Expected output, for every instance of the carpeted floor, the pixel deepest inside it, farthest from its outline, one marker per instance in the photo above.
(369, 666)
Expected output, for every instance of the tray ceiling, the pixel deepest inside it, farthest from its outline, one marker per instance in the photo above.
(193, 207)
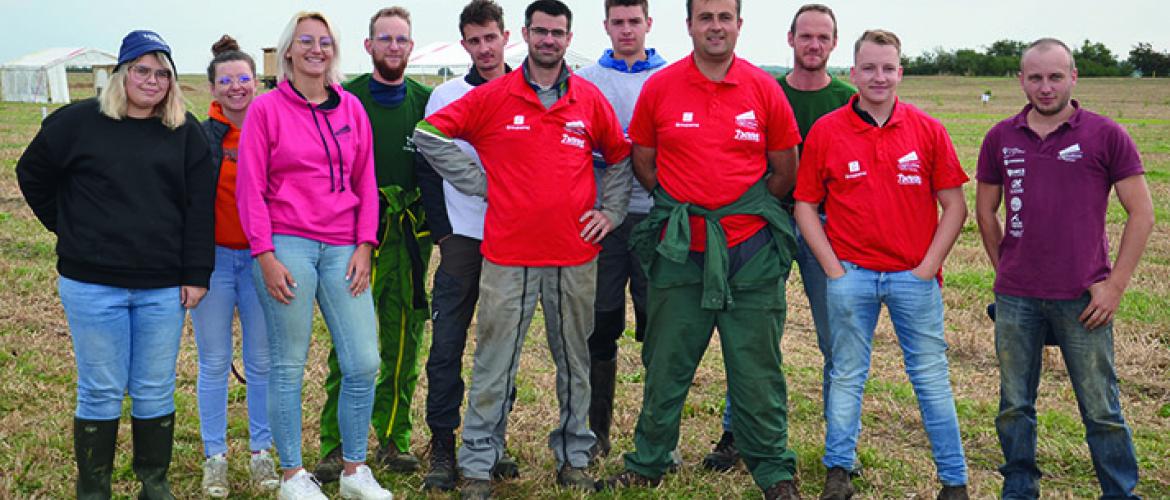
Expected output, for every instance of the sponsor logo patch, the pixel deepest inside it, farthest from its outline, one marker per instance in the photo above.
(518, 123)
(909, 162)
(909, 179)
(1072, 153)
(747, 121)
(572, 141)
(754, 137)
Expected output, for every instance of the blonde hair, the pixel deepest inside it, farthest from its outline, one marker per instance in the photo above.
(878, 36)
(173, 108)
(284, 68)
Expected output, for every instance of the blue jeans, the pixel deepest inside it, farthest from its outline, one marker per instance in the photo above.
(318, 271)
(916, 309)
(813, 278)
(231, 289)
(1020, 328)
(125, 340)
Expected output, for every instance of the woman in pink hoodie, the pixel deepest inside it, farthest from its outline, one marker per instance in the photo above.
(308, 205)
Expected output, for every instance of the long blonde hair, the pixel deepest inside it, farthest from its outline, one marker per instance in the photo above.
(172, 110)
(284, 69)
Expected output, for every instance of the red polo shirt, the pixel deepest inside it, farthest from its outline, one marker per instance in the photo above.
(879, 184)
(539, 165)
(711, 137)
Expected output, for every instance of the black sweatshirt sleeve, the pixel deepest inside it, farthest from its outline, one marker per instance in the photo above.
(199, 221)
(40, 175)
(434, 201)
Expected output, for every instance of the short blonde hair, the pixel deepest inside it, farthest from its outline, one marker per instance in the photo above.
(878, 36)
(173, 108)
(284, 69)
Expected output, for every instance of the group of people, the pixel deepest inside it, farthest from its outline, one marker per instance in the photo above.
(335, 193)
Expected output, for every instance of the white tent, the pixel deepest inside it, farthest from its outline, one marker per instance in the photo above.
(448, 59)
(40, 76)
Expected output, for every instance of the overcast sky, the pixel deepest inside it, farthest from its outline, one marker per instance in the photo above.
(191, 27)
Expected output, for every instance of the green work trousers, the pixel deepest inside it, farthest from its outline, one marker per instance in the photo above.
(678, 334)
(401, 319)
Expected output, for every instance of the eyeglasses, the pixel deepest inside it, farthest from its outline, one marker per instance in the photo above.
(385, 40)
(539, 33)
(243, 80)
(307, 42)
(143, 73)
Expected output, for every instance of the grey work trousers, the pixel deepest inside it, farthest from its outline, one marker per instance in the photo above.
(508, 296)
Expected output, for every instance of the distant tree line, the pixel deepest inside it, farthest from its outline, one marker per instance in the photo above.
(1003, 59)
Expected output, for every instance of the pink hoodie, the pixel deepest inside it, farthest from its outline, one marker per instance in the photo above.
(307, 171)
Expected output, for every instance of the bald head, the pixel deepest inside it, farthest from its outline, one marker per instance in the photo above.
(1045, 46)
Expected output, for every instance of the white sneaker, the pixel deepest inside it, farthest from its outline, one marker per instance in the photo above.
(263, 471)
(363, 486)
(215, 477)
(302, 486)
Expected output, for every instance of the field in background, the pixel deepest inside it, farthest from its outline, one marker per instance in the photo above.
(36, 394)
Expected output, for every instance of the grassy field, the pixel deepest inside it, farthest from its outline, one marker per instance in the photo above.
(36, 392)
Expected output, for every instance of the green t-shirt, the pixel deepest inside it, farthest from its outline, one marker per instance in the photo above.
(393, 130)
(807, 105)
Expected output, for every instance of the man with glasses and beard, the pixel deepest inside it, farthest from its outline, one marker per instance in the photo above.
(394, 103)
(535, 130)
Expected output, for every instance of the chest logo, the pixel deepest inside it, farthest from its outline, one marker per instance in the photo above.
(576, 127)
(1072, 153)
(854, 170)
(747, 121)
(909, 163)
(688, 121)
(518, 123)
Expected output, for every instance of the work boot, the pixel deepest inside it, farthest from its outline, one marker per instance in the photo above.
(952, 493)
(153, 440)
(838, 485)
(783, 491)
(475, 490)
(442, 473)
(576, 478)
(389, 456)
(600, 405)
(628, 479)
(724, 456)
(94, 444)
(330, 467)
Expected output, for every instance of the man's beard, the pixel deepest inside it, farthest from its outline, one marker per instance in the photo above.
(386, 73)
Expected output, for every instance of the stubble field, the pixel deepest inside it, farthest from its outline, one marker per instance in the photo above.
(36, 389)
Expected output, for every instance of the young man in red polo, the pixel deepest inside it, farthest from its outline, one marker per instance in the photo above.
(535, 130)
(881, 168)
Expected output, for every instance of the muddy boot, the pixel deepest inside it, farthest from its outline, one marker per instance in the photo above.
(153, 440)
(94, 444)
(600, 406)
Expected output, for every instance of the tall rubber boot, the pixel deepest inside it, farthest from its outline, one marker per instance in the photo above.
(153, 440)
(94, 444)
(600, 406)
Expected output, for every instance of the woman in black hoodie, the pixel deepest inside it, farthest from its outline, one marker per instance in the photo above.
(126, 184)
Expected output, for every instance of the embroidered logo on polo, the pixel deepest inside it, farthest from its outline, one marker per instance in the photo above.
(855, 170)
(909, 163)
(688, 121)
(576, 127)
(1016, 186)
(1072, 153)
(747, 121)
(1012, 156)
(518, 123)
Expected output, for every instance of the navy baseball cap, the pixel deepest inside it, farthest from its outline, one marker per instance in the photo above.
(139, 42)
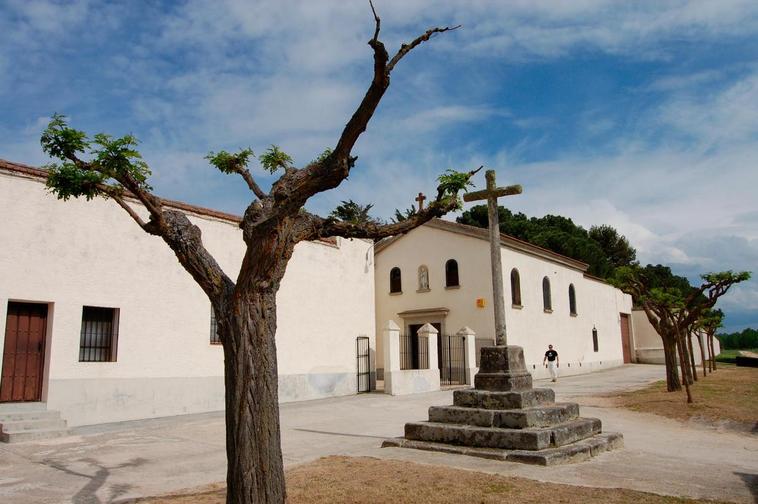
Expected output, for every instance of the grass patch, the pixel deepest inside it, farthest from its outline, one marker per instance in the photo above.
(730, 394)
(341, 480)
(731, 355)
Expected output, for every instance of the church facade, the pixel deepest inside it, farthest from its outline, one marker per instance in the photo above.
(440, 274)
(100, 321)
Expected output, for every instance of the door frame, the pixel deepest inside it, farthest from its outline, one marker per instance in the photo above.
(627, 349)
(43, 364)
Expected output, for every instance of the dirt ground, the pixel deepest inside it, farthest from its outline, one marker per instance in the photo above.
(730, 395)
(338, 480)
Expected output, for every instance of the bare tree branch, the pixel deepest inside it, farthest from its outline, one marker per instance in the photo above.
(318, 227)
(406, 48)
(245, 173)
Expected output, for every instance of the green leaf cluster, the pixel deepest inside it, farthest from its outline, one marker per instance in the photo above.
(274, 158)
(354, 213)
(111, 160)
(451, 183)
(745, 339)
(229, 163)
(603, 248)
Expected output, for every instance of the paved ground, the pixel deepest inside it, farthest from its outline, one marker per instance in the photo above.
(114, 462)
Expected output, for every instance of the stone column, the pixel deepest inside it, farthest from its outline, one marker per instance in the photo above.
(430, 333)
(470, 344)
(391, 353)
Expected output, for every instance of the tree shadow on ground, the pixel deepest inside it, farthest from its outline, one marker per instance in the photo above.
(87, 494)
(751, 480)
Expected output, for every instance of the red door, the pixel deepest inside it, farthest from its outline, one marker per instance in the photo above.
(626, 342)
(23, 352)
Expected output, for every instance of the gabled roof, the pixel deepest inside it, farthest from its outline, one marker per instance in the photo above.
(506, 241)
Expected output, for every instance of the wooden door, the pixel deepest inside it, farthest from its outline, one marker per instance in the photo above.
(23, 352)
(626, 342)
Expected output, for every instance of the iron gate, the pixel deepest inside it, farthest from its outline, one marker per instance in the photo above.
(363, 354)
(451, 357)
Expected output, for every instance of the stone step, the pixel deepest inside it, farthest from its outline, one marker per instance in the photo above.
(577, 452)
(16, 407)
(482, 437)
(32, 435)
(484, 399)
(538, 416)
(511, 439)
(55, 422)
(29, 415)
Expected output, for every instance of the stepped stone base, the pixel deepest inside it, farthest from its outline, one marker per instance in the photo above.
(577, 452)
(21, 422)
(504, 418)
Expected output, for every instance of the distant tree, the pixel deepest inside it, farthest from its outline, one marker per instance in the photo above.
(354, 213)
(273, 223)
(672, 307)
(402, 215)
(616, 247)
(708, 323)
(747, 338)
(560, 235)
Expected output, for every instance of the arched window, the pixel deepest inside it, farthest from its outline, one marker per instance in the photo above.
(451, 273)
(594, 339)
(396, 284)
(546, 301)
(572, 299)
(515, 288)
(423, 278)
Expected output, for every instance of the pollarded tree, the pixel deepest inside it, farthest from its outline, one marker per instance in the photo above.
(709, 323)
(672, 306)
(350, 211)
(273, 223)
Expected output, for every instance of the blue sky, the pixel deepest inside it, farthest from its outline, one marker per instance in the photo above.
(642, 115)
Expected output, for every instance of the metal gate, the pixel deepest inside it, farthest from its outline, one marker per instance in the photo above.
(363, 365)
(451, 357)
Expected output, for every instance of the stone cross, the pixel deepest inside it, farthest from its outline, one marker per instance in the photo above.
(491, 194)
(420, 198)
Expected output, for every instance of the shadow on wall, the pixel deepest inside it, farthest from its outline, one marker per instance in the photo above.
(87, 494)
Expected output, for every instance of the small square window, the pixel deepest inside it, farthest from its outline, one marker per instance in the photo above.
(99, 335)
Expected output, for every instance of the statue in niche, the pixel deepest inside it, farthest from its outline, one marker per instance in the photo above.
(423, 278)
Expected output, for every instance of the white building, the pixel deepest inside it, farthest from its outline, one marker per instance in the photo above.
(440, 274)
(102, 323)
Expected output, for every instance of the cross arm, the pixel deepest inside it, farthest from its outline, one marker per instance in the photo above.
(496, 193)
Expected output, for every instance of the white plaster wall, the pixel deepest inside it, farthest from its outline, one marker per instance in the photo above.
(77, 253)
(598, 304)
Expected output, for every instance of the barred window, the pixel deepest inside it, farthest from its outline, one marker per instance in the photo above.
(215, 339)
(572, 300)
(515, 288)
(99, 334)
(451, 273)
(546, 301)
(395, 280)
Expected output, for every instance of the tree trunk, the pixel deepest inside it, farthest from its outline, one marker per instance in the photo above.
(683, 361)
(713, 351)
(702, 351)
(687, 370)
(672, 376)
(255, 472)
(692, 356)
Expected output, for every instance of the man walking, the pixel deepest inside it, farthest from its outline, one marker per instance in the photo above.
(551, 356)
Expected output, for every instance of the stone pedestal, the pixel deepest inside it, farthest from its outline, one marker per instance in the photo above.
(505, 418)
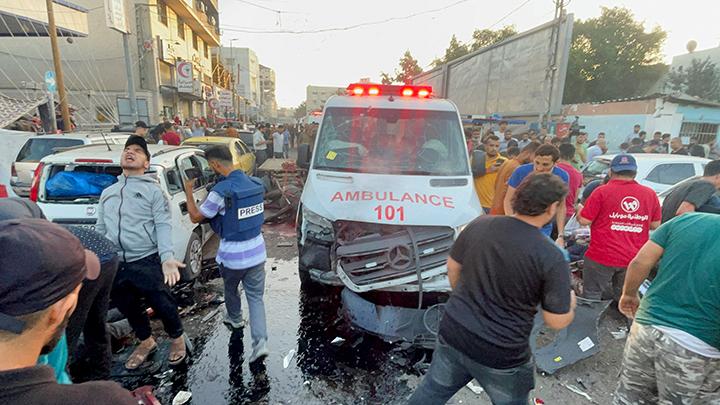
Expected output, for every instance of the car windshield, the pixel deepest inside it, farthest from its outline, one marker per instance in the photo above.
(36, 149)
(391, 141)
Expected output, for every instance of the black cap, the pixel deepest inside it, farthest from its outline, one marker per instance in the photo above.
(33, 282)
(139, 141)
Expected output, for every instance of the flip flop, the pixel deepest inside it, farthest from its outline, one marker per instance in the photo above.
(139, 356)
(174, 351)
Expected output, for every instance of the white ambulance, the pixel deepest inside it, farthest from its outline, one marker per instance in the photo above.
(389, 188)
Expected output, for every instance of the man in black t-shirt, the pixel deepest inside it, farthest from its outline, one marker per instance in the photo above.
(695, 195)
(500, 269)
(38, 293)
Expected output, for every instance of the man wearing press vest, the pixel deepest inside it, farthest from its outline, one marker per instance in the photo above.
(235, 210)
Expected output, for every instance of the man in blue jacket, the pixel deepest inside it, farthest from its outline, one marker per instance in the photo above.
(134, 213)
(235, 210)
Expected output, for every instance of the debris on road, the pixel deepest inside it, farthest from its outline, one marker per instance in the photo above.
(578, 391)
(288, 358)
(182, 397)
(474, 387)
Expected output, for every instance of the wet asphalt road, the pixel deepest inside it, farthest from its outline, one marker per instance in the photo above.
(360, 370)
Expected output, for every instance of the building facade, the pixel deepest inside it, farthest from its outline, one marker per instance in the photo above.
(267, 91)
(164, 35)
(678, 115)
(316, 96)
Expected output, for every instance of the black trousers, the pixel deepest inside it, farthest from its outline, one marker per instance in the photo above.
(140, 284)
(89, 319)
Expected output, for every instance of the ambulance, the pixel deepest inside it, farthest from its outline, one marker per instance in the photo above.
(388, 190)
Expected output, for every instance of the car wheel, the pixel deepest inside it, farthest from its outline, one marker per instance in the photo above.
(193, 258)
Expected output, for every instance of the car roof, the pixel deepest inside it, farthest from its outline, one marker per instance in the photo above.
(210, 139)
(403, 103)
(159, 153)
(82, 135)
(665, 157)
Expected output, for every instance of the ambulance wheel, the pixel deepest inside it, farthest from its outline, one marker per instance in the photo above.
(193, 258)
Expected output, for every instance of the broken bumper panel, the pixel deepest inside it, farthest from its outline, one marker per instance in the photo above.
(380, 261)
(393, 324)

**Stated problem**
In the listing above, find the line with "Expected output, for every instance of the building" and set down that line and all after it exactly, through the final line.

**Response to the task**
Expected output, for every instance of the building facade, the pixel deepest inside it, farthest from its outline, one marker per instance in the photo above.
(267, 91)
(164, 35)
(678, 115)
(316, 96)
Expected output, for every instance of the black trousers, the pixel deepest inside it, farthest from its outline, one marker per instance in the photo above.
(140, 284)
(89, 319)
Expected output, for every instance of the ambulance, the pixel deepest inside it, farthest from its outline, one marker per instance in the photo above.
(388, 190)
Expected output, for every instance of the car wheel, the pixel deepest inside it, farthest from its outline, one marker per instance in the photo above.
(193, 258)
Expected output, for every instance of the car roof, the pixel deepest inside it, farthest from its outline, one marker per instance in the photo above.
(210, 139)
(403, 103)
(159, 153)
(82, 135)
(665, 157)
Expected output, for every instance of the ambulance wheel, the pixel deepest inside it, farthest from its outline, one marker per instance in the photo above.
(193, 258)
Expected output, for every instance of the broken bumper panel, the pixel deepest inside it, farthest from its outline, one marker per instance in the photo above.
(380, 261)
(393, 324)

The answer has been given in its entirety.